Frog Jump in C++


Suppose there is a frog that is crossing a river. The river is divided into x units and at each unit there may be a stone. The frog can jump on a stone, but not water. Here we have a list of stones' positions in sorted ascending order sequence, we have to check whether the frog is able to cross the river by landing on the last stone, or not. Initially, the frog is on the first stone and assume the first jump must be of 1 unit.

When the frog's current jump was k units, then its next jump must be either k - 1, k, or k + 1 units. And frog can only jump in the forward direction.

So if the given array is like [0,1,3,4,5,7,9,10,12], then the answer will be true as, the frog can jump to the 1 unit to 2nd stone, 2 units to 3rd stone, then again 2 units to 4th stone, then 3 units to 6th stone, 4 units to 7th stone and finally 5 units to 8th stone.

→ MATERIAL:
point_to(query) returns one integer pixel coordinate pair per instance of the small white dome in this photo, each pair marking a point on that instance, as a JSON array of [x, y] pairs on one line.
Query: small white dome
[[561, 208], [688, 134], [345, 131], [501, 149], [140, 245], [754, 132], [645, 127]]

→ WORK TO COMPLETE:
- 1) According to the frog jump text, how long must the frog's first jump be?
- 2) Rewrite the frog jump text from "Suppose there is" to "the forward direction.", changing every "river" to "stream".
You won't need the material for this.

→ FULL SOLUTIONS:
- 1) 1 unit.

- 2)
Suppose there is a frog that is crossing a stream. The stream is divided into x units and at each unit there may be a stone. The frog can jump on a stone, but not water. Here we have a list of stones' positions in sorted ascending order sequence, we have to check whether the frog is able to cross the stream by landing on the last stone, or not. Initially, the frog is on the first stone and assume the first jump must be of 1 unit.

When the frog's current jump was k units, then its next jump must be either k - 1, k, or k + 1 units. And frog can only jump in the forward direction.